1.80 We accept that ordinarily the use of this power would not engage Article 5 ECHR because the stop in question would be brief. We are concerned about what the Minister describes as "the unusual or special circumstances" in which the questioning lasts for longer. For example, if the officer asking the questions is sure that the person stopped is withholding the information he is seeking to ascertain, he is likely to consider it to be necessary to continue to question him until he has ascertained the information which he is convinced the person is withholding. In those circumstances, it is conceivable that the detention of the person for questioning may amount to a deprivation of liberty so as to trigger the application of Article 5 ECHR. The question which would then arise is whether the deprivation is "in accordance with a procedure prescribed by law" as required by Article 5.

1.81 In our view the lack of any objective standard in the clause conferring the power regulating the duration of the exercise of the power in any particular case gives rise to a risk of incompatibility with Article 5 on the basis that the deprivation of liberty pursuant to the power is not sufficiently regulated by any legal standard. The insertion of the word "reasonably" before "necessary" would remedy this deficiency and enable a court to decide whether the duration of the detention was such as could reasonably be considered necessary to ascertain the information sought. In the absence of such an objective standard on the face of the clause, there is a risk that the power will be interpreted by those exercising it as authorising detention for as long as they consider necessary to obtain what they regard as satisfactory answers to their questions.

(B) INFORMATION ON ARREST

1.82 The Bill provides a member of the armed forces with a power to arrest and detain a person for up to four hours if he or she suspects that the person is committing, has committed or is about to commit any offence.[62] A member of the armed forces making such an arrest is deemed by the Bill to comply with any rule of law requiring him to state the ground of arrest if he states that he is making the arrest as a member of Her Majesty's forces,[63] unless the rule of law requiring him to state the ground of arrest "has effect only by virtue of the Human Rights Act 1998."[64]

1.83 Section 28(3) of the Police and Criminal Evidence Act 1984 ("PACE") provides that "no arrest is lawful unless the person arrested is informed of the ground for the arrest at the time of, or as soon as is practicable after, the arrest."

### [Supplied records]

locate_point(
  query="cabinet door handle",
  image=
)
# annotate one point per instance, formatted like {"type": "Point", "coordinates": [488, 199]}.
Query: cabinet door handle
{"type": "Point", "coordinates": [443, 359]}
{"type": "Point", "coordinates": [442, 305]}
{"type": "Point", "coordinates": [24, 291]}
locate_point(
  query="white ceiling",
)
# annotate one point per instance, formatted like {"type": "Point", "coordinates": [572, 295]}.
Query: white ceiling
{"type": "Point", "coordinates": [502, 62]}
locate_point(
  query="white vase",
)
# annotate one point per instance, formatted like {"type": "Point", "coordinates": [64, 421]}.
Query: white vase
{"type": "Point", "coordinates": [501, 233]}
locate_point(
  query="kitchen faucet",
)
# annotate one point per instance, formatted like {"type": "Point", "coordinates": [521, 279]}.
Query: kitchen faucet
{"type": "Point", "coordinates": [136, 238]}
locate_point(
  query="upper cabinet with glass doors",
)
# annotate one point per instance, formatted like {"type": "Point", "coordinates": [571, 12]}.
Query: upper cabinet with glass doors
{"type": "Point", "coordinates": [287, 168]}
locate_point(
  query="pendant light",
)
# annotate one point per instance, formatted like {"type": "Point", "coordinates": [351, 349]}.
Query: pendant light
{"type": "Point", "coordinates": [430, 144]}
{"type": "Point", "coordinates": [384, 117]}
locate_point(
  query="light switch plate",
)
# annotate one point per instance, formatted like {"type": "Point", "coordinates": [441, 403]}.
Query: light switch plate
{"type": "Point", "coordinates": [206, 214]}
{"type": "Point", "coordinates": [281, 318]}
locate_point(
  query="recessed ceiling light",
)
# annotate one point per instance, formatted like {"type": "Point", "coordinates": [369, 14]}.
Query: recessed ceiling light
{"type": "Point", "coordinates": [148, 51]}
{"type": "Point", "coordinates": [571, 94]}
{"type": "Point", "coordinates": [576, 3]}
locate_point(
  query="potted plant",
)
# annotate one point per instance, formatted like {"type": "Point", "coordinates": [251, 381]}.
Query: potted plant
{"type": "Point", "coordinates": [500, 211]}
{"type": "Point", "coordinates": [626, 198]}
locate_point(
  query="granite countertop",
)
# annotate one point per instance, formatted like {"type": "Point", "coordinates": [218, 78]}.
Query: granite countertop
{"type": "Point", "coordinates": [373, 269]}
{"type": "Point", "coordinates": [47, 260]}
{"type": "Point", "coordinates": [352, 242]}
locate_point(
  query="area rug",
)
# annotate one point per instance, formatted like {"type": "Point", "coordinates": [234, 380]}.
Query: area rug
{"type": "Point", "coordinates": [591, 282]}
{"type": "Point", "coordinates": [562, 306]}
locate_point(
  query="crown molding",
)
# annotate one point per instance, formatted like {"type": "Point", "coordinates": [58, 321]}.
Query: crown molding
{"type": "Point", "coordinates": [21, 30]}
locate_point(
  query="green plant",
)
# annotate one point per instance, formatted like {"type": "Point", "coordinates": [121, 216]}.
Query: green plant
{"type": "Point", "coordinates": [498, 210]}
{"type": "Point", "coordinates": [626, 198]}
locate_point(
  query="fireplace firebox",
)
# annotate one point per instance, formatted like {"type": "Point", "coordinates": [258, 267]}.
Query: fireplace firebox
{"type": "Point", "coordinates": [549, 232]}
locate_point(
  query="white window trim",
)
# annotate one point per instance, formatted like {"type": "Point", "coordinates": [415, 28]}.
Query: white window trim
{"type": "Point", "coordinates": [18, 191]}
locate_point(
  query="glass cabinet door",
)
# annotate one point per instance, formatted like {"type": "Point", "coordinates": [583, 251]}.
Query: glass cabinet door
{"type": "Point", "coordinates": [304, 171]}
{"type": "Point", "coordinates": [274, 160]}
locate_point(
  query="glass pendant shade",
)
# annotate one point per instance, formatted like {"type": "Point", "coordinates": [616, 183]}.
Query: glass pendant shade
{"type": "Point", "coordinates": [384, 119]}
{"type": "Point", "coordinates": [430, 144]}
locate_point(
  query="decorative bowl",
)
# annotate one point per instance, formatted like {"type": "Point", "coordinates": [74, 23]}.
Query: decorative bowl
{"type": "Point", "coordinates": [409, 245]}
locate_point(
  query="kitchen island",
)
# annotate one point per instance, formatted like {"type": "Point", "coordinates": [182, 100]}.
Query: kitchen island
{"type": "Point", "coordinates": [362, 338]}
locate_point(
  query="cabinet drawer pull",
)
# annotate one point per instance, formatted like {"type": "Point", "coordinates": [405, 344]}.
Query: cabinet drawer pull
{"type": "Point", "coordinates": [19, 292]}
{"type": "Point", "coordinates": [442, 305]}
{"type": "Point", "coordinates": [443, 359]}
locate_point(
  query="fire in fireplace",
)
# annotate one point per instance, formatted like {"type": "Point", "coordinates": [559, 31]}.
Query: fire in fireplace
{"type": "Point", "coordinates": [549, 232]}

### [List of tasks]
a. Answer these questions from the excerpt on arrest and questioning powers:
(i) Which word does the excerpt say should be inserted before "necessary"?
(ii) For up to how many hours may a member of the armed forces arrest and detain a person under the Bill?
(iii) Which section of the Police and Criminal Evidence Act 1984 requires that the person arrested be informed of the ground for the arrest?
b. Find every line in the records that contains the string "firebox", and copy each one. Case counts.

### [Expected answers]
a.
(i) "Reasonably."
(ii) Up to four hours.
(iii) Section 28(3).

b.
  query="fireplace firebox",
Query: fireplace firebox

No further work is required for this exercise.